TO DO: Every entry should be repeated exactly as written.
[RECORDED DATA — start]
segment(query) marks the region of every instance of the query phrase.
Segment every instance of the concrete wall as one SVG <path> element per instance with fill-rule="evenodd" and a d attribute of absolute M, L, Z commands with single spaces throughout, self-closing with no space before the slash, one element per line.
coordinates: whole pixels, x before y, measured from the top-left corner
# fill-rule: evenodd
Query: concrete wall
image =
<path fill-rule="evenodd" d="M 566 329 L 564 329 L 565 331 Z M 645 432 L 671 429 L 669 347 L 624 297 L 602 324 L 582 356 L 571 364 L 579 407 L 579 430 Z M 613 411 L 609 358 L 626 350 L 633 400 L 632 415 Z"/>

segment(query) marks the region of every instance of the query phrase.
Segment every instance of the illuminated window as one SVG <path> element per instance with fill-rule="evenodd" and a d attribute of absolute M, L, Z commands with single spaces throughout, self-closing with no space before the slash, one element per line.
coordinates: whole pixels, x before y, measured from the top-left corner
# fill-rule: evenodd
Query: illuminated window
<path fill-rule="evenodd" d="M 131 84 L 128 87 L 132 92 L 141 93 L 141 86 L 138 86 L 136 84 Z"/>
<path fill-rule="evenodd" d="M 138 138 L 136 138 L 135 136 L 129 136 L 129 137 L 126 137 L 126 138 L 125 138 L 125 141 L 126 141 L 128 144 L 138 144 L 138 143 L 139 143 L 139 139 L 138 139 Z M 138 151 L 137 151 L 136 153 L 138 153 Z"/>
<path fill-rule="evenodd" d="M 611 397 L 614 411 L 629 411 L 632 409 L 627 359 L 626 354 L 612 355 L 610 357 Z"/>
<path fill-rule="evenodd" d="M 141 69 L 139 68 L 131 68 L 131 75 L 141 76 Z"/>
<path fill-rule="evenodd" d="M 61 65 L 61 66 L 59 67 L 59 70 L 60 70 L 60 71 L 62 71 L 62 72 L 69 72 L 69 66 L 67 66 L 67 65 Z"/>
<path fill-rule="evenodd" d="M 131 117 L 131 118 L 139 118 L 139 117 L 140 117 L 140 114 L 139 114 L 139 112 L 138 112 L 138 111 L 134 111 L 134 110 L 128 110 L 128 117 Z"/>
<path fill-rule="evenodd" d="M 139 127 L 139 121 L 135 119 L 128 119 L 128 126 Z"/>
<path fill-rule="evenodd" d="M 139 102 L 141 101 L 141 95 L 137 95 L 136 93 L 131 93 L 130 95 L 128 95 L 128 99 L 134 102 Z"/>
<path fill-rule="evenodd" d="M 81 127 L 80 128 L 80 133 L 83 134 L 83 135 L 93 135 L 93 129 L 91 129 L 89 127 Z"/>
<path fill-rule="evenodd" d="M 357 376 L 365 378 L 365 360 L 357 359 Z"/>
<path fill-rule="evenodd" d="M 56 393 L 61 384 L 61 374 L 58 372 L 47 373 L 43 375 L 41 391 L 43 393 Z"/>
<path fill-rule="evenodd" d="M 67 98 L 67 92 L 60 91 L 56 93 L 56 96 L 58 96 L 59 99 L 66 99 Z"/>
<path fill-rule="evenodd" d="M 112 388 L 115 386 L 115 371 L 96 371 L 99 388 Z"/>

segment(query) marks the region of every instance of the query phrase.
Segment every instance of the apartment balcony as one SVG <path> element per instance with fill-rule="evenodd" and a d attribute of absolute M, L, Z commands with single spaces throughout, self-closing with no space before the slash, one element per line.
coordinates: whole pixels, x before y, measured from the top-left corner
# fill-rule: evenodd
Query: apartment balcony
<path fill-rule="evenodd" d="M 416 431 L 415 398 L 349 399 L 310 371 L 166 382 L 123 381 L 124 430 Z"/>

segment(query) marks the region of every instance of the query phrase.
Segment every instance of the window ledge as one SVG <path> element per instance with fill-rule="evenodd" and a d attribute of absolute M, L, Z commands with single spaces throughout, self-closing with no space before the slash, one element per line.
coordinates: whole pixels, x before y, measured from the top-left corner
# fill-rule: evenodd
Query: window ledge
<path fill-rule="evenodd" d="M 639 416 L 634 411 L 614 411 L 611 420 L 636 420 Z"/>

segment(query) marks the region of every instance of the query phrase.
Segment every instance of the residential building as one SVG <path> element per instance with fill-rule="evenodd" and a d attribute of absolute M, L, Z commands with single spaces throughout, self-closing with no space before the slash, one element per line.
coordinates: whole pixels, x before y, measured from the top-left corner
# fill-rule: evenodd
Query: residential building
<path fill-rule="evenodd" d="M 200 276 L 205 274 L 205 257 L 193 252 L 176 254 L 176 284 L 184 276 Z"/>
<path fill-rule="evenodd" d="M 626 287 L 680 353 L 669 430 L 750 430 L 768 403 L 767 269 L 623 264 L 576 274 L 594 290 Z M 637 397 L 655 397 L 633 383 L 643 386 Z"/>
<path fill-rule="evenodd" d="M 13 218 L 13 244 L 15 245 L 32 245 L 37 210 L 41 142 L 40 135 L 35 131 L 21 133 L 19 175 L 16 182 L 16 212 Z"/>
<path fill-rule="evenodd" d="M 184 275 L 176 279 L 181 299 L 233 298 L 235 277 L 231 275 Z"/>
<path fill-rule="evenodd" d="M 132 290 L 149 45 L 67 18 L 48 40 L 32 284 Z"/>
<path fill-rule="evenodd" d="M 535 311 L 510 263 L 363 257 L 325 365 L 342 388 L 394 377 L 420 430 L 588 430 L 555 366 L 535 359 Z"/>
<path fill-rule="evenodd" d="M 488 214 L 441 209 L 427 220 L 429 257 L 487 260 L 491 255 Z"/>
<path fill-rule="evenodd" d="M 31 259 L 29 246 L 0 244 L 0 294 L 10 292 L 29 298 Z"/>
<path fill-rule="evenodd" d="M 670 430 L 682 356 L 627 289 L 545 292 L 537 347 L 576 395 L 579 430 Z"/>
[RECORDED DATA — finish]
OUTPUT OF THE TASK:
segment(query) marks the region of every instance of the query phrase.
Segment every instance of the concrete wall as one SVG <path> element per instance with fill-rule="evenodd" and a d attribute of absolute M, L, Z commands with single spaces throughout, self-closing with no space before the slash, one element per line.
coordinates: whole pixels, x before y, measured from the top-left corner
# fill-rule: evenodd
Query: concrete wall
image =
<path fill-rule="evenodd" d="M 566 329 L 564 329 L 565 331 Z M 645 432 L 671 429 L 669 347 L 624 297 L 602 324 L 582 356 L 571 364 L 579 407 L 579 430 Z M 613 411 L 609 358 L 626 350 L 633 400 L 632 415 Z"/>

segment(query) marks the region of every instance of the query phrase.
Segment every instance of the illuminated window as one SVG <path> element per instance with fill-rule="evenodd" and a d attribute of absolute M, L, Z commands with single spaces throughout, self-closing with no space before the slash, one element per line.
coordinates: whole pixels, x before y, measured from the top-left corner
# fill-rule: evenodd
Query: illuminated window
<path fill-rule="evenodd" d="M 131 84 L 128 87 L 132 92 L 141 93 L 141 86 L 138 86 L 136 84 Z"/>
<path fill-rule="evenodd" d="M 138 138 L 136 138 L 135 136 L 129 136 L 129 137 L 126 137 L 126 138 L 125 138 L 125 141 L 126 141 L 128 144 L 138 144 L 138 143 L 139 143 L 139 139 L 138 139 Z M 138 151 L 137 151 L 136 153 L 138 153 Z"/>
<path fill-rule="evenodd" d="M 611 397 L 614 411 L 629 411 L 632 409 L 627 359 L 626 354 L 612 355 L 610 357 Z"/>
<path fill-rule="evenodd" d="M 141 69 L 139 68 L 131 68 L 131 75 L 141 76 Z"/>
<path fill-rule="evenodd" d="M 61 65 L 61 66 L 59 67 L 59 70 L 60 70 L 60 71 L 62 71 L 62 72 L 69 72 L 69 66 L 67 66 L 67 65 Z"/>
<path fill-rule="evenodd" d="M 131 117 L 131 118 L 139 118 L 139 117 L 140 117 L 140 114 L 139 114 L 139 112 L 138 112 L 138 111 L 134 111 L 134 110 L 128 110 L 128 117 Z"/>
<path fill-rule="evenodd" d="M 139 127 L 139 121 L 135 119 L 128 119 L 128 126 Z"/>
<path fill-rule="evenodd" d="M 139 102 L 141 101 L 141 95 L 137 95 L 136 93 L 131 93 L 130 95 L 128 95 L 128 99 L 134 102 Z"/>
<path fill-rule="evenodd" d="M 81 127 L 80 128 L 80 133 L 83 134 L 83 135 L 93 135 L 93 129 L 91 129 L 89 127 Z"/>
<path fill-rule="evenodd" d="M 357 376 L 365 378 L 365 360 L 357 359 Z"/>
<path fill-rule="evenodd" d="M 56 393 L 61 384 L 61 374 L 58 372 L 47 373 L 43 375 L 41 391 L 43 393 Z"/>
<path fill-rule="evenodd" d="M 67 98 L 67 92 L 60 91 L 56 93 L 56 96 L 58 96 L 59 99 L 66 99 Z"/>
<path fill-rule="evenodd" d="M 112 388 L 115 386 L 115 371 L 96 371 L 99 388 Z"/>

segment(query) marks the region of every instance of the query phrase.
Segment every instance of the apartment balcony as one SVG <path> element per instance with fill-rule="evenodd" and a d attribute of absolute M, L, Z commands with single spaces throughout, self-closing with no space before the slash, one element per line.
coordinates: whole pixels, x before y, measured from the top-left corner
# fill-rule: evenodd
Query: apartment balcony
<path fill-rule="evenodd" d="M 416 431 L 415 398 L 349 399 L 310 371 L 166 382 L 123 381 L 124 430 Z"/>

segment(query) marks the region of every instance of the query phrase.
Segment every instance of the window ledge as one SVG <path> element per instance with fill-rule="evenodd" and a d attribute of absolute M, L, Z commands with single spaces throughout, self-closing with no space before the slash, one element per line.
coordinates: whole pixels, x before y, measured from the top-left corner
# fill-rule: evenodd
Query: window ledge
<path fill-rule="evenodd" d="M 639 416 L 634 411 L 614 411 L 611 420 L 636 420 Z"/>

segment(query) marks the region of every instance of the query phrase.
Segment every instance of the residential building as one SVG <path> element per instance with fill-rule="evenodd" and a d attribute of absolute M, L, Z commands with single spaces throughout, self-closing with no space before the slash, one element per line.
coordinates: whole pixels, x before y, measured from the top-left corner
# fill-rule: evenodd
Query: residential building
<path fill-rule="evenodd" d="M 200 276 L 205 274 L 205 257 L 193 252 L 176 254 L 176 284 L 184 276 Z"/>
<path fill-rule="evenodd" d="M 626 287 L 680 353 L 669 430 L 750 430 L 768 403 L 767 269 L 623 264 L 576 274 L 594 290 Z M 637 397 L 655 397 L 633 383 L 643 386 Z"/>
<path fill-rule="evenodd" d="M 13 218 L 13 244 L 15 245 L 32 245 L 37 210 L 41 142 L 40 135 L 35 131 L 21 133 L 19 175 L 16 182 L 16 212 Z"/>
<path fill-rule="evenodd" d="M 184 275 L 176 279 L 181 299 L 233 298 L 235 277 L 231 275 Z"/>
<path fill-rule="evenodd" d="M 132 290 L 149 45 L 67 18 L 48 40 L 32 284 Z"/>
<path fill-rule="evenodd" d="M 535 311 L 510 263 L 363 257 L 325 365 L 342 388 L 394 377 L 420 430 L 588 430 L 555 366 L 535 359 Z"/>
<path fill-rule="evenodd" d="M 488 214 L 441 209 L 427 220 L 429 257 L 487 260 L 491 255 Z"/>
<path fill-rule="evenodd" d="M 31 259 L 29 246 L 0 244 L 0 294 L 10 292 L 29 298 Z"/>
<path fill-rule="evenodd" d="M 670 430 L 682 356 L 627 289 L 545 292 L 537 347 L 576 395 L 579 430 Z"/>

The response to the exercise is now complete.